Dataset excerpts on object pointing

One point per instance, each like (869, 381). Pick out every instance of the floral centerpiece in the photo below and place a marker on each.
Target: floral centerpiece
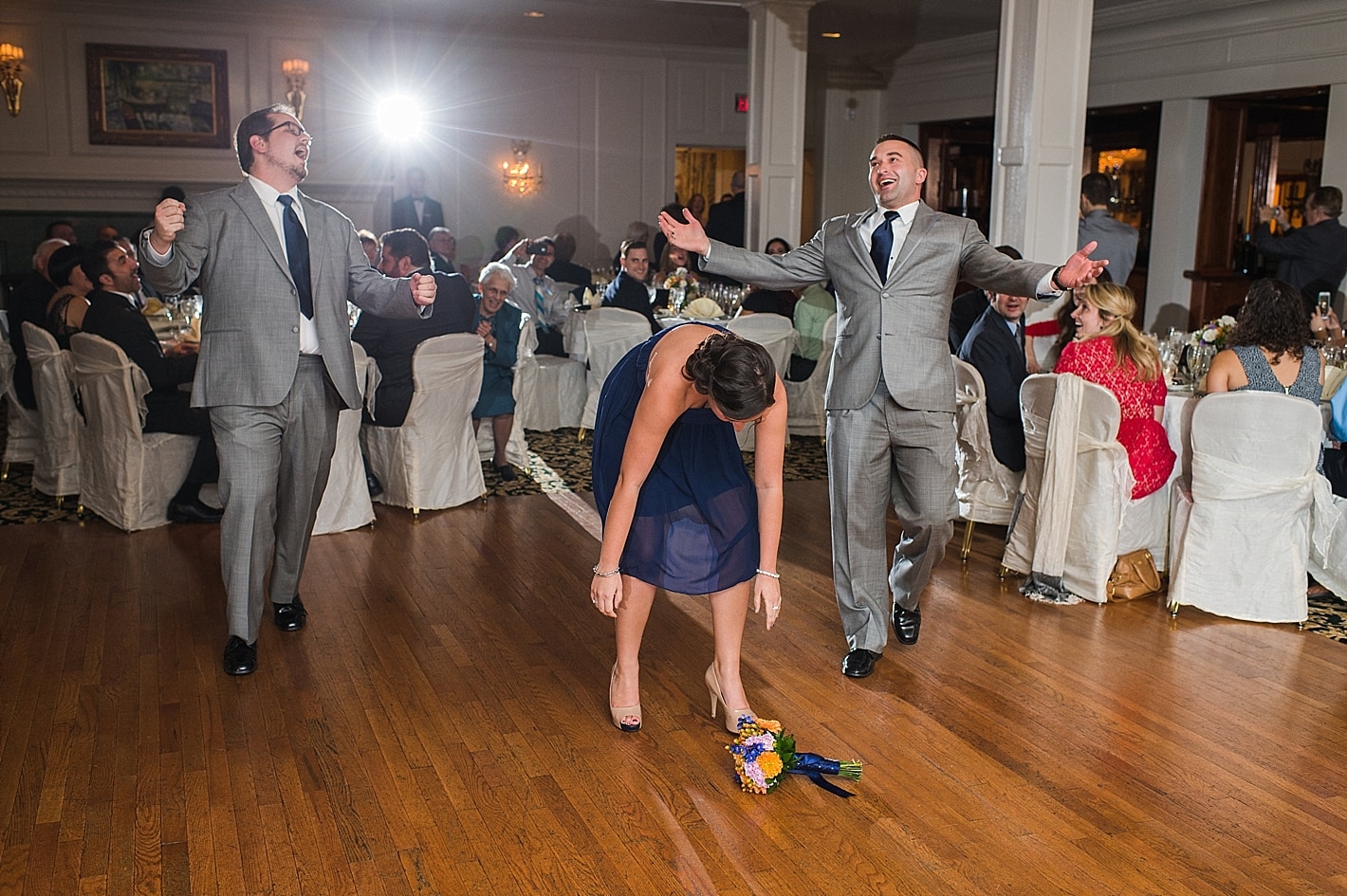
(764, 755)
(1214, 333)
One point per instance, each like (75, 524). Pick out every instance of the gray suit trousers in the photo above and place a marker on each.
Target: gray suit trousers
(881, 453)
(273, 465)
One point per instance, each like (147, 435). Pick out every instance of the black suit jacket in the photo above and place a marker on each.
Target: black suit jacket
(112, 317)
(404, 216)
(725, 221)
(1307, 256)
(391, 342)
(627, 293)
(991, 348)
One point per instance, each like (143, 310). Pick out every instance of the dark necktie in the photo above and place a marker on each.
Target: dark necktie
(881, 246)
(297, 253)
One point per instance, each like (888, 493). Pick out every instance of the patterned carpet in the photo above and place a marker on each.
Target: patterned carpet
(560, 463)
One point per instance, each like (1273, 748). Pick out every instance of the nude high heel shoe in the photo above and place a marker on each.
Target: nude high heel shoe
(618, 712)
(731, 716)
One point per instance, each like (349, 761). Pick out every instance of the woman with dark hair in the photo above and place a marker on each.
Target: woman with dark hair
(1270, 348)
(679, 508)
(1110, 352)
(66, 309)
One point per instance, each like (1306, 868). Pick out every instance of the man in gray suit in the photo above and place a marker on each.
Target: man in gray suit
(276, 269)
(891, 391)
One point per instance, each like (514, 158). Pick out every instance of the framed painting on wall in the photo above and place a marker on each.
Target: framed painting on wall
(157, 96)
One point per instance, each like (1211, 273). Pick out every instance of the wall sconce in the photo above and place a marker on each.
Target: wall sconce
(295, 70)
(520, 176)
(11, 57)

Description of the task → From the records given above, reproduce all text exactly and exclude each picture.

Answer for the task →
One point per instance, each like (869, 381). Pick out every instance of the floral centerpiece in the photo below and place a marker on each.
Target: floral centerpiece
(764, 755)
(1214, 333)
One point per instance, each like (75, 524). Pick out every instance of the gray suit trousers in the photo above and place a marker on each.
Target: gray suit trousers
(881, 453)
(273, 465)
One point per instance, each like (147, 435). Pick out every instance of the black suit jacket in the photo above and place a marker on each.
Target: black suit jacket
(112, 317)
(404, 216)
(725, 221)
(1307, 256)
(391, 342)
(627, 293)
(991, 348)
One point per instance, each like (143, 310). Pick out every instance of the dark necktie in the photo above and place a marker on each.
Target: dark necktie
(881, 246)
(297, 253)
One point per instance, each like (888, 493). Pick out every instance of the patterned carpet in the photo above and place a marker on each.
Target: patterned carpet
(560, 463)
One point per instance, each like (1273, 748). Pick out every instance of the nude high heel shoe in the photo above and place a marker on each.
Target: nude high heel shoe
(618, 712)
(731, 716)
One point per instance, each like (349, 761). Pick out every instance of the woman with dark hair in the photo above and place a marker on each.
Target: woman with dark hair
(1270, 348)
(679, 508)
(1110, 352)
(66, 309)
One point per instance, each like (1306, 868). Pick out every instance of the man in gray suit in the photo above and place a marker on each.
Target: man in gray suit
(276, 269)
(891, 391)
One point per instance, each like (514, 158). Pick out every instance of the framed painting on wall in the photo above and place a marker on each.
Target: framed painting on wall
(157, 96)
One point per instance, each like (1211, 273). Pick out every instance of the wall sconce in the photo above and place a marker on each.
Target: wall sconce
(295, 70)
(520, 176)
(11, 57)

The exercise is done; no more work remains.